YOUR GOAL → Rewrite the Snoozeal® clinical study text, starting at "To minimise night-to-night" and ending at "to 3.6, p=0.001).", with "device" replaced by "appliance".

Original Cohort Clinical Study
Location: Essen, Germany and Nottingham, UK
Cohort: 19 male and 8 female patients aged 25 to 68, 8 primary snorers (AHI<5) and 19 mild OSA (AHI 5-15), Average BMI 29.7
82% of Bed Partners reported snoring reduction of an average of 40%
The original clinical trial with Snoozeal® was a prospective multi-centre trial of individuals with snoring and/or mild OSA (AHI <15) led by Professor Boris Stuck.
Snoring was assessed using a bed partner reported visual analogue scale (VAS) (range 1-10, 10 = unbearable snoring). The snorers’ sleep quality was recorded using the Pittsburgh Sleep Quality Index (PSQI).
To minimise night-to-night variation in reported VAS, recordings over a 2-week period were averaged and compared: pre-treatment (2-weeks before the start of therapy), during treatment phase (last 2-weeks of 6-week therapy period) and post-treatment (2-weeks after stopping therapy).
The therapy was a 6-week daytime treatment period of intraoral tongue stimulation with the Snoozeal® device for one 20-minute treatment a day.
The mean bed partner reporting snoring score reduced by 52% from 6.4 to 3.1 (p=0.001) with over 80% declaring a reduction of >40% in the reported snoring.
The change remained statistically significant for Primary Snorers (VAS reduction of 6.4 to 2.7, p=0.001) and Mild OSA patients (VAS reduction 6.6 to 3.6, p=0.001).
The VAS remained stable for the 2-weeks after stopping the therapy (mean VAS 3.3) suggesting a sustained change in muscle physiology.
There was also a statistically significant improvement in 3 of 8 components of the PSQI (Sleep Quality, Sleep Disturbance and GlobalScore), supporting a concurrent improvement in the snorer’s sleep quality with the use of the device.

AVAILABLE DATA →

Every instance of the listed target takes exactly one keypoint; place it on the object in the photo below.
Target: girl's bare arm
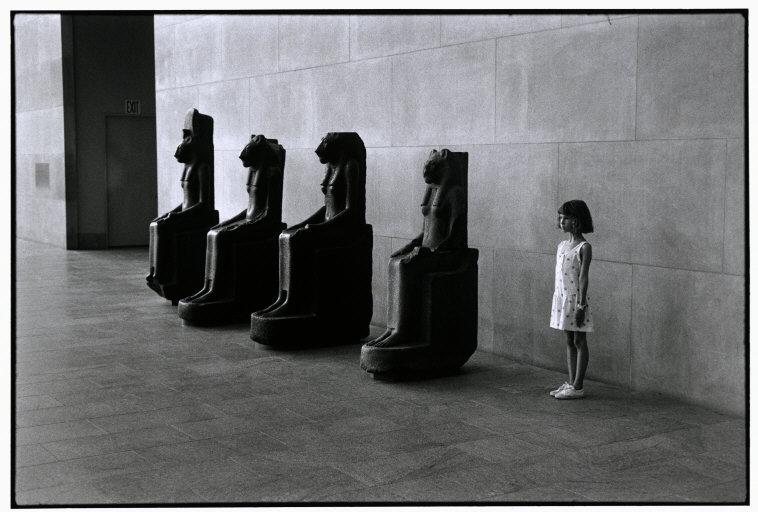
(585, 254)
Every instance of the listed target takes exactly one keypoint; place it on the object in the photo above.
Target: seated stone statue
(177, 238)
(242, 258)
(325, 261)
(432, 303)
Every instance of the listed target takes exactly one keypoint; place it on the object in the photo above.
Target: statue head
(336, 146)
(197, 138)
(259, 151)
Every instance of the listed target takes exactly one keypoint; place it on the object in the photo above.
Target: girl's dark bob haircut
(577, 209)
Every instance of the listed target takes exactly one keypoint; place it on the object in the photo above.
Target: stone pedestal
(444, 334)
(338, 306)
(177, 254)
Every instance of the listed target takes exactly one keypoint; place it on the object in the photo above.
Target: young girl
(571, 312)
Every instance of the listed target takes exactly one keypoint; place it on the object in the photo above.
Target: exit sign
(132, 107)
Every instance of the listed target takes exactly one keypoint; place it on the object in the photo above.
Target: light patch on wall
(42, 175)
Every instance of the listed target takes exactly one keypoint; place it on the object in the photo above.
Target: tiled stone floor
(117, 402)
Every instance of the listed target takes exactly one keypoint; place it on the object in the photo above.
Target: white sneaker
(560, 388)
(570, 393)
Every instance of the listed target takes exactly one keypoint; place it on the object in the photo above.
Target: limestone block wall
(641, 116)
(39, 157)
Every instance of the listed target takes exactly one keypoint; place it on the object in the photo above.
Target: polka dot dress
(566, 294)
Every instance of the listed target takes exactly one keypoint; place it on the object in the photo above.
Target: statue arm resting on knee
(455, 238)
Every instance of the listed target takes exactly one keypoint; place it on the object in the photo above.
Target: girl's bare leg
(583, 357)
(570, 355)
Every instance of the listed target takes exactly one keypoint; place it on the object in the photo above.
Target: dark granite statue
(432, 303)
(325, 261)
(177, 238)
(242, 259)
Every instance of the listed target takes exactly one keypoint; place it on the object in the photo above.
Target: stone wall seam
(278, 44)
(723, 202)
(636, 79)
(631, 327)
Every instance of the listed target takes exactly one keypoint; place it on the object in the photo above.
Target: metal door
(132, 179)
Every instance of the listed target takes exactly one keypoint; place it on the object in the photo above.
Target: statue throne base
(340, 308)
(251, 282)
(177, 255)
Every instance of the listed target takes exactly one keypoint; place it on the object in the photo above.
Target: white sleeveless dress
(566, 294)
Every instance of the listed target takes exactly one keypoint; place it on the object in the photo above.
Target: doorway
(132, 179)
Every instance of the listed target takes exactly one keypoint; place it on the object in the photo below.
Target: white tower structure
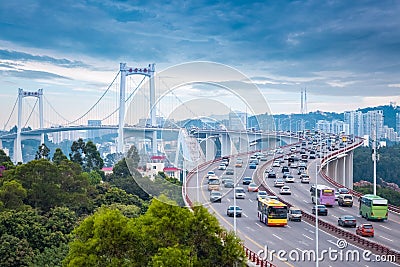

SOLUTION TO THIS TASK →
To minimise night-to-night variation in reported VAS, recordings over a 2-week period were averaged and compared: pre-treatment (2-weeks before the start of therapy), during treatment phase (last 2-weeks of 6-week therapy period) and post-treatment (2-weeks after stopping therapy).
The therapy was a 6-week daytime treatment period of intraoral tongue stimulation with the Snoozeal® appliance for one 20-minute treatment a day.
The mean bed partner reporting snoring score reduced by 52% from 6.4 to 3.1 (p=0.001) with over 80% declaring a reduction of >40% in the reported snoring.
The change remained statistically significant for Primary Snorers (VAS reduction of 6.4 to 2.7, p=0.001) and Mild OSA patients (VAS reduction 6.6 to 3.6, p=0.001).